=== Text for analysis ===
The contribution of expenditure items to economic growth is an interesting finding in the TÜİK (Turkish Statistical Institute) national income reports for the third quarter.
The growth rate appears to be 0.9 percent, but production that is geared toward increasing inventory seems to have contributed an increase of 3.2 points. Without production to increase inventory, we would be seeing a continued recession: A decrease in investment in the same quarter triggered a 3.5 point decrease in the growth rate.
The only reason we are seeing 0.9 pct growth this quarter, which was deemed a “recovery” in the economy, is thanks to production that went into inventory.
In reality, the economic recession is still in effect. Private consumption, which constitutes 57 percent of total national income, contributed a mere 0.9 point increase. Government consumption expenditure, which is 14 percent of total national income, also only contributed a 0.9 point increase to final growth rate.
=== Entries supplied ===
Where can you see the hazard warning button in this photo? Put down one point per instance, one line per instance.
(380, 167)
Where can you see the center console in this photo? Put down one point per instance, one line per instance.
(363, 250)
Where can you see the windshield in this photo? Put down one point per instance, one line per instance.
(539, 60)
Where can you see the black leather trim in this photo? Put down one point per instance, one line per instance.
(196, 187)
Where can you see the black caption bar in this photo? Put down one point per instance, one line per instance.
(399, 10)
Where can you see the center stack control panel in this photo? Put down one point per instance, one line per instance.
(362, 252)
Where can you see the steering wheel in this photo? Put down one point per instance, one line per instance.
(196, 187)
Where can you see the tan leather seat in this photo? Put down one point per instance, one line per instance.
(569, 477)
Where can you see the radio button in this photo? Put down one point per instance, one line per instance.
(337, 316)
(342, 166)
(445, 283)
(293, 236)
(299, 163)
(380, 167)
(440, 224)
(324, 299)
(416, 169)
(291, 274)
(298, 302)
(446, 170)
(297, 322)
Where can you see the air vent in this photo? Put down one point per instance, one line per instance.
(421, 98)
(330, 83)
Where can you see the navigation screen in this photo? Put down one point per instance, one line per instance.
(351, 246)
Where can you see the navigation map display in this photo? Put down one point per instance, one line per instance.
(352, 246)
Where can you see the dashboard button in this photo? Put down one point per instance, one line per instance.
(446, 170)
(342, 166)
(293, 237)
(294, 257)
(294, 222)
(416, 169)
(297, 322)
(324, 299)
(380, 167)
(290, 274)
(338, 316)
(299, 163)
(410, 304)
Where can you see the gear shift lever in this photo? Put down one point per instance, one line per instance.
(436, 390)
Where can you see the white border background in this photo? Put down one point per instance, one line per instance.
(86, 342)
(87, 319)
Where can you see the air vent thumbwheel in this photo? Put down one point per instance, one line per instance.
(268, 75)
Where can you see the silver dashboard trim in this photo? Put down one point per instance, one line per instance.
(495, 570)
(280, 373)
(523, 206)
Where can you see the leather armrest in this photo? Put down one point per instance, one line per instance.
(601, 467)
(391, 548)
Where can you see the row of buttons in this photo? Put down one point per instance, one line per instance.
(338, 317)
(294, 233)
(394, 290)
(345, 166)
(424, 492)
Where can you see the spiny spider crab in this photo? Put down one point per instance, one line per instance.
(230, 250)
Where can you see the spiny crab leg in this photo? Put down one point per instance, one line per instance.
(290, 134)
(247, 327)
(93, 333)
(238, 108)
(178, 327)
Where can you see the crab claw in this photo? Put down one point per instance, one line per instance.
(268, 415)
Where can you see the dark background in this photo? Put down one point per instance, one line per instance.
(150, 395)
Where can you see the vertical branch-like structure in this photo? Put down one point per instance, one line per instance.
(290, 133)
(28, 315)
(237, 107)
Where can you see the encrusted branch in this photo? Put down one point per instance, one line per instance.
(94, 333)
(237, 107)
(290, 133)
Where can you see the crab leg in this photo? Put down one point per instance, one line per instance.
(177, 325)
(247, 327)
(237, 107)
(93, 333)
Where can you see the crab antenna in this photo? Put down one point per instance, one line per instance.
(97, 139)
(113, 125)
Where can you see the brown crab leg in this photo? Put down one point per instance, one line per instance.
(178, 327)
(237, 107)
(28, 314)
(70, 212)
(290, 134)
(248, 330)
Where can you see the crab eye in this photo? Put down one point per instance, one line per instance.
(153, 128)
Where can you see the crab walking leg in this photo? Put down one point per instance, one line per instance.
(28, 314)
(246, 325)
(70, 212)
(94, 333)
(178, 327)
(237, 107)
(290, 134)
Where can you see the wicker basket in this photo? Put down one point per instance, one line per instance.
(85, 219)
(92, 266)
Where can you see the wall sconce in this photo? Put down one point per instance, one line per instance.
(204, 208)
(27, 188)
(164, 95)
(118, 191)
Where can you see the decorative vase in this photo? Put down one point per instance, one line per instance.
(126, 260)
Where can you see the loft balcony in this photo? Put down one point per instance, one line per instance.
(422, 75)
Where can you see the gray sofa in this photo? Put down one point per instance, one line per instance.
===
=== Entries supplied ===
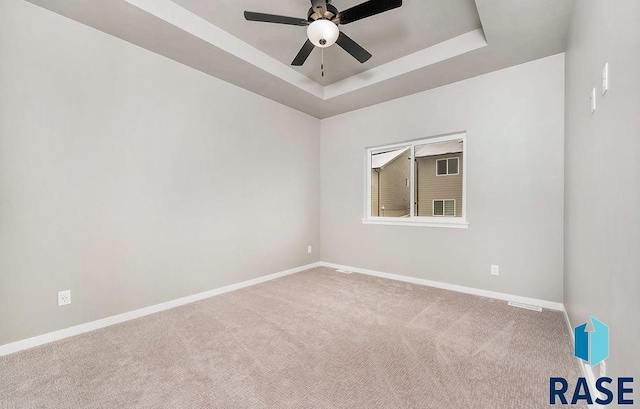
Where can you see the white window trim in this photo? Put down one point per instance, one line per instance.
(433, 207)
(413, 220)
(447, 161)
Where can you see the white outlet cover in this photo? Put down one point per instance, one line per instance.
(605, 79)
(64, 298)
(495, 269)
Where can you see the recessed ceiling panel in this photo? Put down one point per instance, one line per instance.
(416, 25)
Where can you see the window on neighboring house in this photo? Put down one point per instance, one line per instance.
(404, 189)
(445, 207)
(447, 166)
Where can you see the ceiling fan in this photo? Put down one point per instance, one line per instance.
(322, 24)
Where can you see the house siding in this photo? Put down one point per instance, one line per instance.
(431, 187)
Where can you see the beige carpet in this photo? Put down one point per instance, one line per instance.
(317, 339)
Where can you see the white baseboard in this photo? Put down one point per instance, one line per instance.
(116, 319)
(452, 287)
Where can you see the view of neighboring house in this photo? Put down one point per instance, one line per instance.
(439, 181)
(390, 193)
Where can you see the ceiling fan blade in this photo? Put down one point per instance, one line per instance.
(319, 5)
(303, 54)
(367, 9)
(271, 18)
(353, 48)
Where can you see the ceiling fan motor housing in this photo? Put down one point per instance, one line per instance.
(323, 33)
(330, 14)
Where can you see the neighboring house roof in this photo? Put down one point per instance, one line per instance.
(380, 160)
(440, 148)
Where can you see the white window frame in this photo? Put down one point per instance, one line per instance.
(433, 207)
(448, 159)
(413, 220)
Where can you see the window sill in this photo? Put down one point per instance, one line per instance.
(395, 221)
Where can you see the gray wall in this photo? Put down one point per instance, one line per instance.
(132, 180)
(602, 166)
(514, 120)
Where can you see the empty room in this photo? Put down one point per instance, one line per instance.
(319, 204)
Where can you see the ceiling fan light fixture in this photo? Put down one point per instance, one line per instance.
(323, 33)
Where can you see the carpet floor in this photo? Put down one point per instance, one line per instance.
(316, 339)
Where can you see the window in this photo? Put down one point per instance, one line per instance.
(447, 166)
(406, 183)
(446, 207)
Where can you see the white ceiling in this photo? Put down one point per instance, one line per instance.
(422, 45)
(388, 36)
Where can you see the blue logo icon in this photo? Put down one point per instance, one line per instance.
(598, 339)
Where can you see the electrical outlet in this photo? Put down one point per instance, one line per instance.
===
## Requirement
Could you pick up the text on Turkey's third-quarter growth figures after its last sentence and continue it?

## Answer for this exercise
Household consumption, which constitutes two-thirds of the economy, is at such a slow pace that public consumption, which makes up just one-eighth of the economy, can trigger the same amount of growth by functioning full throttle.
Another interesting finding is the continued decrease in investment and the inability to bring that decline to a halt. While private consumption was able to swing upwards in the third quarter, investment continues to dip.
Both the consumption and investment data in the third quarter show a tendency toward “exhausted growth” in the private sector. I wrote at the end of October that this is the picture of weak, anemic growth.
When you look at the “big picture,” the last five years paint a clear image of an increase in the role of public consumption in a landscape where government spending is going full-force and the private sector is pulling back on consumption.
Credit growth rates were zero in the third annual quarter, so it’s notable that a 0.9 pct growth rate was achieved through an increase in inventory.
If the current fourth quarter delivers a 2.5 percent growth rate, the annual growth rate will even out at zero, and a contraction will be avoided. The government, however, predicts an annual growth rate of 0.5 percent, which would require the last quarter’s growth rate to be 4.5 percent; this seems very unlikely according to the current trend.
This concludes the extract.